■ **주어진 데이터**
☆ ☆ ☆ ☆

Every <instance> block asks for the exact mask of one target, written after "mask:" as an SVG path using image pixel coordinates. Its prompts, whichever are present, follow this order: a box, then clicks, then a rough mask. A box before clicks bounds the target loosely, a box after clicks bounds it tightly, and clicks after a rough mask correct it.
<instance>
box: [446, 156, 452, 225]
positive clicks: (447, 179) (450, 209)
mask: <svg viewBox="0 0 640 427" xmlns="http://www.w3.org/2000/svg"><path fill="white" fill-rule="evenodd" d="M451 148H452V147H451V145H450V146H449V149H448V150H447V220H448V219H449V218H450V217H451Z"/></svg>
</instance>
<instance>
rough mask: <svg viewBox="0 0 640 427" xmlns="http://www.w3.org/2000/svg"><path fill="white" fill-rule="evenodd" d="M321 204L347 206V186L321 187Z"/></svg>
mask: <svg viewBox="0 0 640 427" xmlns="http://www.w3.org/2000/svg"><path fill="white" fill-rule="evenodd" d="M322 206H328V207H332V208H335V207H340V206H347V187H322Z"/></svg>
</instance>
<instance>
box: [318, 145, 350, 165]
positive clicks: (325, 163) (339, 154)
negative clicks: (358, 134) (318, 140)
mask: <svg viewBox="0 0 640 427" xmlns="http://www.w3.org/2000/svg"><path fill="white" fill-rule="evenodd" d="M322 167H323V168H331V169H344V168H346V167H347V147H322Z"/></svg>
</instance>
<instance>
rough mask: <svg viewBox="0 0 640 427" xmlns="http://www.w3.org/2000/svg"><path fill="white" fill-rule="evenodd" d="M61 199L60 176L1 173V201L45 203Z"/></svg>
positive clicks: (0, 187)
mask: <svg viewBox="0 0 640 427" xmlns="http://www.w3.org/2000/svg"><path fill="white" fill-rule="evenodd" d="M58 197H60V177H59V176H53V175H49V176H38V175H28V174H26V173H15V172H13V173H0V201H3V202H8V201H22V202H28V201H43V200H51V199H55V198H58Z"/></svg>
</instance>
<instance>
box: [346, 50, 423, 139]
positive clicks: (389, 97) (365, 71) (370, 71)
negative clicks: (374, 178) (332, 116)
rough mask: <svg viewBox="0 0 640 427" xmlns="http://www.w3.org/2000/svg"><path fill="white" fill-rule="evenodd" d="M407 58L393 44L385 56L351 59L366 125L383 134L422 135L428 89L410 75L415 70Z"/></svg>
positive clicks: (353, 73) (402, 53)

☆ ☆ ☆ ☆

■ **해야 할 일**
위 데이터에서 "fill"라는 문자열이 들어 있는 줄을 하나도 빠짐없이 옮겨 적어 주세요.

■ **아래 결과**
mask: <svg viewBox="0 0 640 427" xmlns="http://www.w3.org/2000/svg"><path fill="white" fill-rule="evenodd" d="M451 148H452V147H451V145H450V146H449V149H448V150H447V220H448V219H449V218H450V217H451Z"/></svg>
rough mask: <svg viewBox="0 0 640 427" xmlns="http://www.w3.org/2000/svg"><path fill="white" fill-rule="evenodd" d="M321 204L347 206V186L321 187Z"/></svg>
mask: <svg viewBox="0 0 640 427" xmlns="http://www.w3.org/2000/svg"><path fill="white" fill-rule="evenodd" d="M322 206H328V207H332V208H335V207H340V206H347V187H322Z"/></svg>
mask: <svg viewBox="0 0 640 427" xmlns="http://www.w3.org/2000/svg"><path fill="white" fill-rule="evenodd" d="M322 167H323V168H331V169H344V168H346V167H347V147H322Z"/></svg>
rough mask: <svg viewBox="0 0 640 427" xmlns="http://www.w3.org/2000/svg"><path fill="white" fill-rule="evenodd" d="M61 199L60 176L1 173V201L45 203Z"/></svg>
mask: <svg viewBox="0 0 640 427" xmlns="http://www.w3.org/2000/svg"><path fill="white" fill-rule="evenodd" d="M58 197H60V177H59V176H53V175H49V176H38V175H28V174H26V173H15V172H13V173H0V201H3V202H8V201H22V202H28V201H43V200H51V199H55V198H58Z"/></svg>
rough mask: <svg viewBox="0 0 640 427" xmlns="http://www.w3.org/2000/svg"><path fill="white" fill-rule="evenodd" d="M407 58L393 44L385 56L351 59L366 125L383 134L422 135L428 89L410 75L415 70Z"/></svg>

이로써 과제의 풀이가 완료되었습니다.